[SUPPLIED MATERIAL]
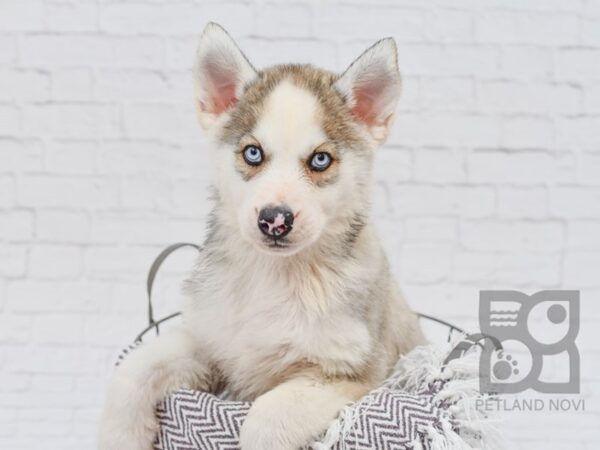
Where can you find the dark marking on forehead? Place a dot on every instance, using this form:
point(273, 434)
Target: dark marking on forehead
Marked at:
point(338, 122)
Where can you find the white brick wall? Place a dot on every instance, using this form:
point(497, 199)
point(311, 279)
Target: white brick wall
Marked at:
point(491, 178)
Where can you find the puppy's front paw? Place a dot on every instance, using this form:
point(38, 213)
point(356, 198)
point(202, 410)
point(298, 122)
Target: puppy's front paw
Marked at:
point(127, 423)
point(262, 431)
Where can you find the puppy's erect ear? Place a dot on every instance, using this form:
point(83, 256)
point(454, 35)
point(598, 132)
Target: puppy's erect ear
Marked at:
point(220, 73)
point(371, 86)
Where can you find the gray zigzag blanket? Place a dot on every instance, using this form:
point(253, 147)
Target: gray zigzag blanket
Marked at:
point(422, 406)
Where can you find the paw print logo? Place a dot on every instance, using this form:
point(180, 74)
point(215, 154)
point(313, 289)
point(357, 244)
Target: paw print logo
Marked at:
point(505, 367)
point(532, 329)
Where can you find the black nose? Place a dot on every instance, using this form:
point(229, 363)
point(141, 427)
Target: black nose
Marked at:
point(275, 221)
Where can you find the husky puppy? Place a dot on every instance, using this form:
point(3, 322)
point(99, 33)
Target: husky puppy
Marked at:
point(291, 304)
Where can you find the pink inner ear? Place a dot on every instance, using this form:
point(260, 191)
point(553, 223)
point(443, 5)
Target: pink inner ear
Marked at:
point(222, 89)
point(369, 95)
point(365, 104)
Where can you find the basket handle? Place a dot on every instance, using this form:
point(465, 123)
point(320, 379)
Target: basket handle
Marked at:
point(153, 272)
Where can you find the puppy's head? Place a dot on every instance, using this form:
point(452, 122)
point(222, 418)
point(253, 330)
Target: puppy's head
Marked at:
point(293, 145)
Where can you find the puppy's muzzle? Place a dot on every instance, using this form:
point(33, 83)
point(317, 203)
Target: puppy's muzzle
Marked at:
point(275, 221)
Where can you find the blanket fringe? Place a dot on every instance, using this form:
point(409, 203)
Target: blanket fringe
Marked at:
point(454, 386)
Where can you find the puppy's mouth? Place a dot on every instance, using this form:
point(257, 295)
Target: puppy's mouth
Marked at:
point(275, 244)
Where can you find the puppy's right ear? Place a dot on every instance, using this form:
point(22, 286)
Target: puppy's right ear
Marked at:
point(220, 73)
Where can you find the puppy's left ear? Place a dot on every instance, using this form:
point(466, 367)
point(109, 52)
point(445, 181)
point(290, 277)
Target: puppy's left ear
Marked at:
point(221, 71)
point(371, 87)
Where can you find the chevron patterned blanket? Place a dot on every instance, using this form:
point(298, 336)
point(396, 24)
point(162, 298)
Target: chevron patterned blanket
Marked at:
point(424, 405)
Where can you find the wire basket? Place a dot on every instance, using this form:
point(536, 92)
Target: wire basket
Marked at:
point(154, 324)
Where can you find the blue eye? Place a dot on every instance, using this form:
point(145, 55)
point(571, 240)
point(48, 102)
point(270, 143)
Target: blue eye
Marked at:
point(320, 161)
point(253, 155)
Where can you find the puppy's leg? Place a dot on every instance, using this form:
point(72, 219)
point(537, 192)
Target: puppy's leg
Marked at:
point(144, 378)
point(293, 413)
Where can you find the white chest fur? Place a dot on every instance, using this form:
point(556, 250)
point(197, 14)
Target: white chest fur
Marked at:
point(258, 323)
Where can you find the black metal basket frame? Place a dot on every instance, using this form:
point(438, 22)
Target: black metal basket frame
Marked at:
point(154, 324)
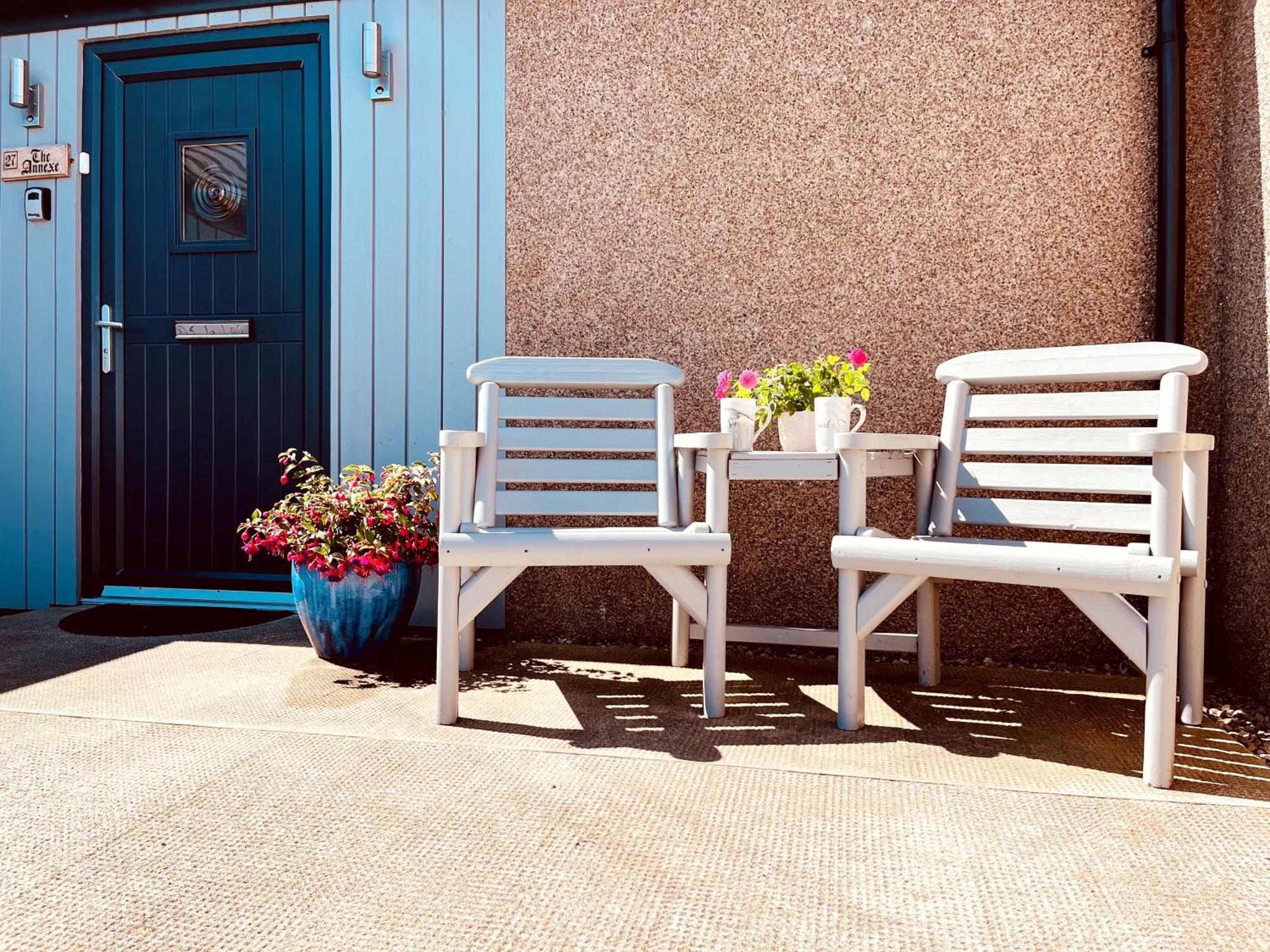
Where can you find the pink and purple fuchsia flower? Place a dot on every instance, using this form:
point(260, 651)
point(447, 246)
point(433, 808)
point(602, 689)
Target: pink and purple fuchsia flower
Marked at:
point(740, 387)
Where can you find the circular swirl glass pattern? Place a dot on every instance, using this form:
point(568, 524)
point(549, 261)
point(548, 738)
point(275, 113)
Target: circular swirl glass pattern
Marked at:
point(218, 194)
point(215, 192)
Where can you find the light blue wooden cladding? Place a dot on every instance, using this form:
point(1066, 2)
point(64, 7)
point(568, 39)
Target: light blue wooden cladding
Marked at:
point(571, 440)
point(418, 260)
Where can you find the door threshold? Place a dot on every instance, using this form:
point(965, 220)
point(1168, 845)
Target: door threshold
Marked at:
point(200, 598)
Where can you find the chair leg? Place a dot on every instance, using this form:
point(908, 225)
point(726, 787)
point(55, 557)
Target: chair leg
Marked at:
point(1158, 755)
point(852, 654)
point(448, 645)
point(1191, 651)
point(680, 630)
point(468, 647)
point(468, 634)
point(928, 635)
point(716, 645)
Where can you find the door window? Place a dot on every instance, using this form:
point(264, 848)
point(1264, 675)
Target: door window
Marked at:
point(215, 192)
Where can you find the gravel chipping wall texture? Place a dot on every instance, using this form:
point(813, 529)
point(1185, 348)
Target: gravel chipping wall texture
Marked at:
point(736, 183)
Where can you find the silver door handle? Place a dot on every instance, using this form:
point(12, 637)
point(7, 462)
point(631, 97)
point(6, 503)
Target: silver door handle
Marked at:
point(109, 329)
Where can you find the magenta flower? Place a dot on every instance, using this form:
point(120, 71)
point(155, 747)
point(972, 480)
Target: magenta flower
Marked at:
point(725, 383)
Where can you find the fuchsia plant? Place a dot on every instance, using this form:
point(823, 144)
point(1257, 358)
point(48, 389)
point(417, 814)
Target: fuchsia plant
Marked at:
point(365, 524)
point(742, 387)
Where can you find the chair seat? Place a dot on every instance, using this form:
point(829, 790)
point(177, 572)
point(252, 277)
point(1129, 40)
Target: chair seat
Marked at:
point(1062, 565)
point(585, 546)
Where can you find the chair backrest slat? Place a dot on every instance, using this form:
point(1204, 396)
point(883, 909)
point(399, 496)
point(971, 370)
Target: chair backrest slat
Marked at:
point(973, 492)
point(578, 373)
point(1052, 441)
point(535, 470)
point(595, 445)
point(1133, 519)
point(575, 440)
point(1057, 478)
point(1085, 364)
point(572, 503)
point(1093, 406)
point(596, 409)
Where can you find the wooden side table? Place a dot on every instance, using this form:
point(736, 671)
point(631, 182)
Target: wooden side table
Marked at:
point(918, 460)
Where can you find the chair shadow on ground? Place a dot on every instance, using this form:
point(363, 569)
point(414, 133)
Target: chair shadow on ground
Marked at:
point(628, 699)
point(95, 635)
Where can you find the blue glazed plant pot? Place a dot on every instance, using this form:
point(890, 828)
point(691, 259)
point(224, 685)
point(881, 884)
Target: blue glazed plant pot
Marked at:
point(354, 619)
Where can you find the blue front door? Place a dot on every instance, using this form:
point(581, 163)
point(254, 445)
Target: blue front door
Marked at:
point(206, 249)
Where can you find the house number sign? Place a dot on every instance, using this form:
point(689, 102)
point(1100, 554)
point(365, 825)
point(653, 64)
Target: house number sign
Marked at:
point(35, 163)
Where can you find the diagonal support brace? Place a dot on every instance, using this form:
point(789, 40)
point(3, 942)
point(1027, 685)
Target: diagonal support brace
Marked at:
point(685, 588)
point(882, 598)
point(1118, 620)
point(482, 588)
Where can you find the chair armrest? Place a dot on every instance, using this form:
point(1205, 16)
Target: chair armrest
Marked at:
point(469, 440)
point(703, 441)
point(885, 441)
point(1169, 442)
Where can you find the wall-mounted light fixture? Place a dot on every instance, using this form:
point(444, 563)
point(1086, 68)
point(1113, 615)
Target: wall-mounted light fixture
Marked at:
point(377, 62)
point(25, 96)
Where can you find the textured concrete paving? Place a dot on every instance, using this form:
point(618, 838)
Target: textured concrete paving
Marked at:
point(231, 791)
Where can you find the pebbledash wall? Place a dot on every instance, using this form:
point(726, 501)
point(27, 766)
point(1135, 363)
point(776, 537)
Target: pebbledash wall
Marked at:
point(417, 248)
point(728, 185)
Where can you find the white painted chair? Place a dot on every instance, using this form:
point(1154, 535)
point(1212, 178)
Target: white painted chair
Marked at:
point(1168, 571)
point(477, 559)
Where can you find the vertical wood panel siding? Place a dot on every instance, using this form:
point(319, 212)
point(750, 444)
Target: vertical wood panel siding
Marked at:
point(418, 262)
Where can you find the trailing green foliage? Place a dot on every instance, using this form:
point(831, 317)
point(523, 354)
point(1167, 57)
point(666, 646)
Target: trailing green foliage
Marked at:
point(794, 387)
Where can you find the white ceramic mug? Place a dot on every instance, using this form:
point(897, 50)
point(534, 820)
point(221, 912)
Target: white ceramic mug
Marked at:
point(737, 417)
point(834, 417)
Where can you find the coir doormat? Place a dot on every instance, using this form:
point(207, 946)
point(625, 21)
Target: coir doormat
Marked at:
point(162, 621)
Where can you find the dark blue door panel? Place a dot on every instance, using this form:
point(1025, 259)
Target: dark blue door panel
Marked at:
point(210, 205)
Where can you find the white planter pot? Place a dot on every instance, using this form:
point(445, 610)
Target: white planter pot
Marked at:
point(798, 432)
point(834, 417)
point(737, 417)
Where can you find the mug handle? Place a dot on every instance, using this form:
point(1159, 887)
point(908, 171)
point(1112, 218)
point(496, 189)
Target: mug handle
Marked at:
point(766, 425)
point(862, 421)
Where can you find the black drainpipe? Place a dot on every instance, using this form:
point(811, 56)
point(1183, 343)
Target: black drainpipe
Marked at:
point(1169, 51)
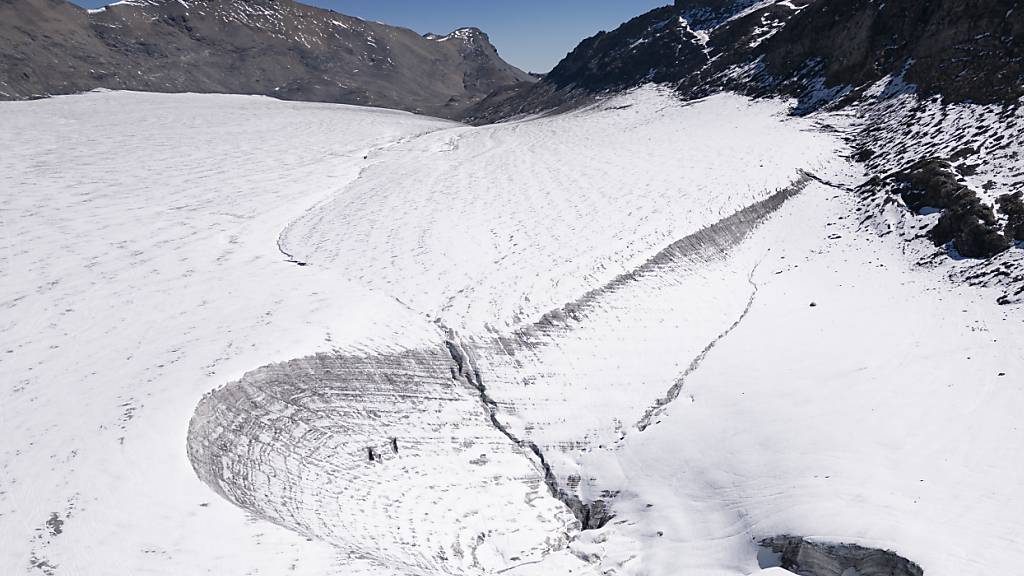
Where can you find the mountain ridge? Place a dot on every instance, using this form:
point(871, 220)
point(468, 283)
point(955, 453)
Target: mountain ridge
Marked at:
point(271, 47)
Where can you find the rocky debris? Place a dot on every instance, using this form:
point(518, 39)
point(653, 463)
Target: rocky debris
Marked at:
point(1012, 206)
point(272, 47)
point(821, 51)
point(931, 184)
point(816, 559)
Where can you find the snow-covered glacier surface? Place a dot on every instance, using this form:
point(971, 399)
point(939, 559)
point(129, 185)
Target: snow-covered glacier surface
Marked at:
point(244, 336)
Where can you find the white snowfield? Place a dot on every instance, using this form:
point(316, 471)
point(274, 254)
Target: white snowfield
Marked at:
point(667, 300)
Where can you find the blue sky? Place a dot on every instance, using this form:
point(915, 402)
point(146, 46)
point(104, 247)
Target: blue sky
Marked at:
point(530, 34)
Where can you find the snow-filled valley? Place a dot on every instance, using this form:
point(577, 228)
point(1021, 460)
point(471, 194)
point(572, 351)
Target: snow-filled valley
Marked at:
point(246, 336)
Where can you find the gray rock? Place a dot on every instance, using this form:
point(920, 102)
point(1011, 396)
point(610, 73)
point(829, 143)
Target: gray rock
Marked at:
point(272, 47)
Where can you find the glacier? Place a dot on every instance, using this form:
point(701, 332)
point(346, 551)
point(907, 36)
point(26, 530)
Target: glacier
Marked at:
point(643, 337)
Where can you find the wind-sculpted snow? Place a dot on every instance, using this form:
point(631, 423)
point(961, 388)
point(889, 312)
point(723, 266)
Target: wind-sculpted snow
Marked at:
point(389, 457)
point(694, 346)
point(547, 377)
point(491, 228)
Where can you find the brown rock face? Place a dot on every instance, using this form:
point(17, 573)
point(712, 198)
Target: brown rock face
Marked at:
point(272, 47)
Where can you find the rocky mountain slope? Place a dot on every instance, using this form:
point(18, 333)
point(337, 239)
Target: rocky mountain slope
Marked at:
point(272, 47)
point(931, 91)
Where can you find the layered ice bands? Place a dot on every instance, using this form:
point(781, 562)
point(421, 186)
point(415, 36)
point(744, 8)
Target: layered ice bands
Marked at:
point(392, 458)
point(658, 316)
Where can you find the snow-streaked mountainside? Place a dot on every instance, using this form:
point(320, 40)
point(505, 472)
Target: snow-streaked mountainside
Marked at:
point(280, 48)
point(644, 337)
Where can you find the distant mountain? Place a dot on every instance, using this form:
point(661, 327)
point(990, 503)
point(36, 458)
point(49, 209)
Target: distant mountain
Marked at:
point(273, 47)
point(930, 93)
point(819, 50)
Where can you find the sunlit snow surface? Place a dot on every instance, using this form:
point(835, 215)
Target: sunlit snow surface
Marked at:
point(595, 264)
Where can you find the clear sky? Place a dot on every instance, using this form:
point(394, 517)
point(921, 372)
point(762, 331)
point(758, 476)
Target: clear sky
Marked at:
point(530, 34)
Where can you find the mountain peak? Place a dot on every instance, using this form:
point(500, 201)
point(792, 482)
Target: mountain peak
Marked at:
point(302, 52)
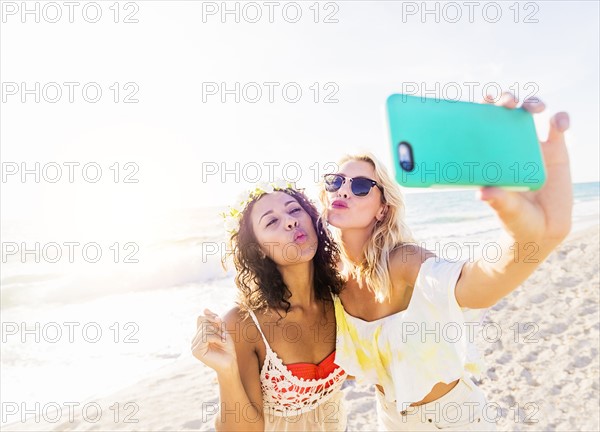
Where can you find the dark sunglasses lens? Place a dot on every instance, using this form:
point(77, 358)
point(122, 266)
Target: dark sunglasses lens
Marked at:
point(333, 183)
point(361, 186)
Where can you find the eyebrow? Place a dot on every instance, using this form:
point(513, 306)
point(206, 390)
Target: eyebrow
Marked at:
point(271, 211)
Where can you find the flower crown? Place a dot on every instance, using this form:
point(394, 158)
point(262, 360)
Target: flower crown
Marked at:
point(233, 215)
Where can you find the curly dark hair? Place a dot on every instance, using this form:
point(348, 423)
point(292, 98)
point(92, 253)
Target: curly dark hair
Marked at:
point(258, 279)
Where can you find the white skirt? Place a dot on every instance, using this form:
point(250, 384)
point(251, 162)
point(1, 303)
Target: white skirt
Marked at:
point(464, 408)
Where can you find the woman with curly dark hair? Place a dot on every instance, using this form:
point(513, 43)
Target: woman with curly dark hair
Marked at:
point(274, 353)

[GOAL]
Only the lines from the one that contains "Where can you find the dark sunglasses" to the end of the data should be output, exactly as they appear.

[RESPONSE TO THE TASK]
Where can you find the dark sunglasses lens? Place a dot on every instance, using this form:
point(77, 358)
point(122, 266)
Target: dark sunglasses lens
Marked at:
point(333, 183)
point(361, 186)
Where can you find the eyebrow? Place a dot on every instance, using this form:
point(513, 306)
point(206, 390)
Target: eyebrow
Marked at:
point(271, 211)
Where can you find the flower crown? Place a dot on every instance, using this form:
point(394, 158)
point(262, 360)
Target: flower crown
Marked at:
point(233, 215)
Where can you find the curly dark hair? Place a dot on every instance, using this form:
point(348, 423)
point(292, 98)
point(92, 253)
Target: curly dark hair
Marked at:
point(258, 279)
Where can you find the white skirt? Place a dot on every instance, using this form:
point(250, 384)
point(251, 162)
point(1, 303)
Target: white skirt
Marked at:
point(464, 408)
Where can you find the woman with curly dark hair? Place a dot on every instance, using this form:
point(513, 43)
Target: woman with curly dark hair
Marked at:
point(274, 353)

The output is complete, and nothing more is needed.